**EXCERPT TO READ**
# Odd question



## Mum of 2 (Jun 10, 2014)

I know this is a bit of a odd question but do the kids in spain play x box,just my son was asking and I wasn't sure if it's as popular over there.
Also do the schools have proms like they do in England 
Tia


----------



## xabiaxica (Jun 23, 2009)

Mum of 2 said:


> I know this is a bit of a odd question but do the kids in spain play x box,just my son was asking and I wasn't sure if it's as popular over there.
> Also do the schools have proms like they do in England
> Tia


oh yeah - they play x box!!


the International schools around here have proms - the Spanish schools don't


the Spanish just have fiesta after fiesta after fiesta after fiesta after fiesta after fiesta after fiesta after.........you get the idea!

this is the current one here - two solid weeks of partying starting properly next weekend - look at _these _'prom dresses! 










that was for a special presentation

for the actual fiesta of San Juan they'll dress more like this


----------



## Mum of 2 (Jun 10, 2014)

xabiachica said:


> oh yeah - they play x box!!
> 
> 
> the International schools around here have proms - the Spanish schools don't
> ...


Looks amazing ,

Thanks x


----------



## xabiaxica (Jun 23, 2009)

Mum of 2 said:


> Looks amazing ,
> 
> Thanks x



it is...

the point really is that they don't *need *a prom - they get to party several times a year

it really is _very _different here


----------



## snikpoh (Nov 19, 2007)

Mum of 2 said:


> I know this is a bit of a odd question but do the kids in spain play x box,just my son was asking and I wasn't sure if it's as popular over there.

**DIRECTIVES**
a – In the forum thread about kids in Spain, which schools around there have proms?
b – Continue the forum thread about kids in Spain from its last line.

**RECORDS PROVIDED**
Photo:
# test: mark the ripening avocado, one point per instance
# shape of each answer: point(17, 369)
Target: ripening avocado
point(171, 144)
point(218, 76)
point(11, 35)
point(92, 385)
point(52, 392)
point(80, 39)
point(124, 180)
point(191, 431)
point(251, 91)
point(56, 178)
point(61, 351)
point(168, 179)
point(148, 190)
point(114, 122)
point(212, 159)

**ANSWERS BY TASK**
a – The International schools have proms, but the Spanish schools don't.

b –
> Also do the schools have proms like they do in England
> Tia



... yes they do, but not as much as you would think. 

My children used to like to play x-box, playstation games etc. but found that their (Spanish) friends didn't. This meant that they had no one they knew to play with and no one to talk to about new games etc.

The eldest still plays but now uses the PC in preference. The younger children have become 'more Spanish' and don't really play computer games any more.


----------



## Mum of 2 (Jun 10, 2014)

snikpoh said:


> ... yes they do, but not as much as you would think.
> 
> My children used to like to play x-box, playstation games etc. but found that their (Spanish) friends didn't. This meant that they had no one they knew to play with and no one to talk to about new games etc.
> 
> The eldest still plays but now uses the PC in preference. The younger children have become 'more Spanish' and don't really play computer games any more.


Sounds like bliss

Even tho my son loves xbox,I loathe it getting him outdoors would be brill,one of the reasons we want to move is outdoor life


----------



## kalohi (May 6, 2012)

My son definitely plays Xbox - has for years - and so do all his friends. They also play online computer games.

At my kids' secondary school (a state school) they had a formal dance/party at the end of their last year of studies. Of course it wasn't called prom but that's sure what I would call it!


----------



## Pesky Wesky (May 10, 2009)

Read this account of my daughter's "graduation" from school aged 18
http://www.expatforum.com/expats/sp...ing-spain/112506-graduating-state-school.html
(I'm blubbing again just reading it!)


----------



## snikpoh (Nov 19, 2007)

Pesky Wesky said:


> Read this account of my daughter's "graduation" from school aged 18
> http://www.expatforum.com/expats/sp...ing-spain/112506-graduating-state-school.html
> (I'm blubbing again just reading it!)



Well, now it all starts for us. Our eldest has completed all his Bachi exams with an average of 8 - yeah!!!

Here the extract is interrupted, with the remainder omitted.